• _CONSEGNA 1_
Rispondi alle domande sul brano dedicato ai cori antisemiti negli stadi.
(a) Da quale anno il fenomeno è in crescita?
(b) Quante discussioni online con contenuti antisemiti riportano i dati sul 2021 dell'Osservatorio Antisemitismo?
(c) In quale giorno del campionato in corso si sono avuti due episodi?

• _BRANO SCELTO_
§ §
Cori antisemiti nelle curve. Almeno quattro casi nel campionato italiano in corso. Un fantasma, assolutamente non benvenuto, che ogni tanto salta fuori. Il calcio di casa nostra, che negli ultimi anni ha dovuto registrare – senza mai provare a risolvere alla radice – diversi episodi di razzismo e intolleranza, ora è attraversato anche dall’antisemitismo.
Il fenomeno è in crescita dal 2019. I dati sul 2021 dell’Osservatorio Antisemitismo: 5500 discussioni online con contenuti antisemiti.
Il calcio è ovviamente un riflesso della società italiana: ci sono stati diversi episodi nella passata stagione: tra tutti, il post antisemita del vicecomandante della polizia locale di Seregno (Milano), Massimo Vergani, che sui social aveva apostrofato come «ebrei» i tifosi del Milan. Interista, si è poi difeso sostenendo che si trattava di un linguaggio da ultrà. Niente intolleranza, quindi. E nessun provvedimento è stato preso dall’Inter.
Nel campionato in corso che è attualmente in pausa (si riparte il 4 gennaio) per i Mondiali in Qatar, si sono avuti addirittura due episodi nello stesso giorno, il 4 settembre. Protagonista, anzi vittima, ovviamente è stato il Napoli: all’Olimpico per Lazio-Napoli ci sono stati i soliti inviti al Vesuvio a lavare con il fuoco i napoletani, oltre ai buu razzisti verso l’attaccante nigeriano Victor Osimhen.
Si tratta ormai di un refrain, le offese razziste si verificano anche quando il Napoli non è impegnato sul terreno di gioco, con quella invocazione all’eruzione del Vesuvio. Insomma, ora anche i cori contro gli ebrei, intonati da una parte della tifoseria della Juventus e dell’Inter verso i supporter di Fiorentina e Milan.
«I campioni dell’Italia sono ebrei», è stato il coro, una specie di benvenuto di una parte del pubblico nerazzurro all’ingresso in campo delle milanesi nel derby di sabato scorso. All’Artemio Franchi, la casa della Fiorentina, si è fatto pure peggio: alcuni tifosi o sedicenti tali della Juventus hanno intonato altri cori antisemiti verso i viola, definiti tra le varie offese, «massa di ebrei».
§ §
• _CONSEGNA 2_
Riscrivi le righe dei record, da quella che contiene "locate upper tier arcade?" fino a quella che contiene "top-left (22, 26), bottom-right (187, 247)", estremi compresi, mettendo "top tier arcade" al posto di "upper tier arcade" e lasciando invariato tutto il resto.

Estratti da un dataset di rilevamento
§ §
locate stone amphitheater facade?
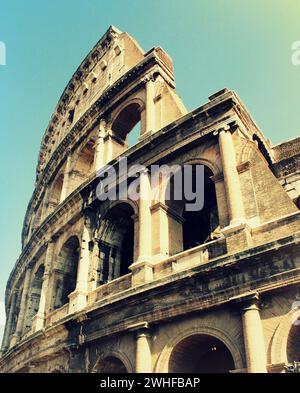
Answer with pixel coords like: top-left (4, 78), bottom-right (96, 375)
top-left (0, 27), bottom-right (300, 373)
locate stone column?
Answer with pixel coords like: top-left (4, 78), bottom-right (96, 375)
top-left (32, 241), bottom-right (55, 331)
top-left (138, 169), bottom-right (152, 261)
top-left (60, 152), bottom-right (72, 202)
top-left (1, 289), bottom-right (18, 353)
top-left (145, 75), bottom-right (155, 133)
top-left (130, 169), bottom-right (153, 285)
top-left (219, 127), bottom-right (245, 226)
top-left (12, 264), bottom-right (32, 344)
top-left (242, 294), bottom-right (267, 373)
top-left (128, 322), bottom-right (152, 373)
top-left (94, 119), bottom-right (106, 171)
top-left (69, 225), bottom-right (90, 313)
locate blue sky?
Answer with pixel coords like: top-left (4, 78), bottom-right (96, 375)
top-left (0, 0), bottom-right (300, 334)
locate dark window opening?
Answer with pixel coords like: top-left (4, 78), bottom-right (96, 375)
top-left (166, 165), bottom-right (219, 254)
top-left (112, 104), bottom-right (141, 146)
top-left (169, 334), bottom-right (235, 373)
top-left (54, 236), bottom-right (79, 309)
top-left (97, 203), bottom-right (134, 285)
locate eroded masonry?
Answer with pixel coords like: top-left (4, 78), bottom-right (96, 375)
top-left (0, 27), bottom-right (300, 373)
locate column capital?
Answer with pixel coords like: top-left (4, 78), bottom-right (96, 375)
top-left (127, 321), bottom-right (151, 338)
top-left (141, 72), bottom-right (155, 84)
top-left (232, 292), bottom-right (261, 311)
top-left (213, 120), bottom-right (238, 136)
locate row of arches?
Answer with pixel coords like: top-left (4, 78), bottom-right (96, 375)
top-left (92, 334), bottom-right (236, 374)
top-left (14, 164), bottom-right (219, 331)
top-left (28, 102), bottom-right (142, 237)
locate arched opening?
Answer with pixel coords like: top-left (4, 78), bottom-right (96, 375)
top-left (71, 139), bottom-right (95, 190)
top-left (252, 134), bottom-right (273, 170)
top-left (97, 202), bottom-right (134, 286)
top-left (93, 356), bottom-right (128, 374)
top-left (165, 165), bottom-right (219, 255)
top-left (54, 236), bottom-right (79, 309)
top-left (25, 265), bottom-right (45, 331)
top-left (10, 287), bottom-right (23, 335)
top-left (169, 334), bottom-right (235, 373)
top-left (287, 322), bottom-right (300, 363)
top-left (48, 173), bottom-right (64, 213)
top-left (294, 197), bottom-right (300, 209)
top-left (112, 103), bottom-right (141, 147)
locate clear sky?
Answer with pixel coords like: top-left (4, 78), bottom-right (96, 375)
top-left (0, 0), bottom-right (300, 335)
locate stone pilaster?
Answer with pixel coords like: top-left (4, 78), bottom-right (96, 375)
top-left (218, 127), bottom-right (245, 226)
top-left (69, 225), bottom-right (91, 313)
top-left (12, 264), bottom-right (32, 345)
top-left (130, 169), bottom-right (153, 286)
top-left (128, 322), bottom-right (152, 373)
top-left (144, 75), bottom-right (155, 134)
top-left (94, 119), bottom-right (106, 171)
top-left (32, 241), bottom-right (55, 331)
top-left (60, 152), bottom-right (72, 202)
top-left (1, 289), bottom-right (18, 352)
top-left (241, 294), bottom-right (267, 373)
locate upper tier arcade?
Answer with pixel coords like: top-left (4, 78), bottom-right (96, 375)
top-left (22, 26), bottom-right (187, 247)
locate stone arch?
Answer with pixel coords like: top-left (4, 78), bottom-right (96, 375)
top-left (154, 158), bottom-right (221, 203)
top-left (91, 350), bottom-right (134, 373)
top-left (162, 160), bottom-right (220, 255)
top-left (25, 262), bottom-right (45, 331)
top-left (110, 97), bottom-right (145, 147)
top-left (54, 236), bottom-right (80, 309)
top-left (155, 326), bottom-right (243, 373)
top-left (97, 201), bottom-right (136, 286)
top-left (270, 308), bottom-right (300, 364)
top-left (69, 137), bottom-right (95, 192)
top-left (47, 171), bottom-right (64, 214)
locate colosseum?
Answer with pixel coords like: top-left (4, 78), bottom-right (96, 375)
top-left (0, 26), bottom-right (300, 373)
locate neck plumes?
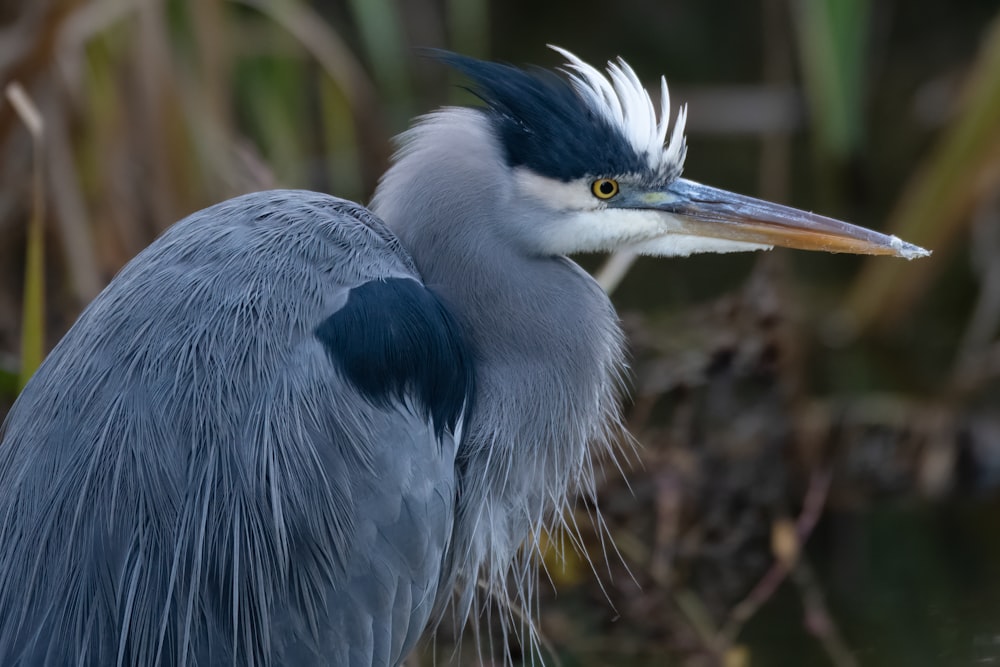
§ §
• _SOLUZIONE 1_
(a) Dal 2019.
(b) 5500.
(c) Il 4 settembre.

• _SOLUZIONE 2_
locate top tier arcade?
Answer with pixel coords like: top-left (4, 78), bottom-right (96, 375)
top-left (22, 26), bottom-right (187, 247)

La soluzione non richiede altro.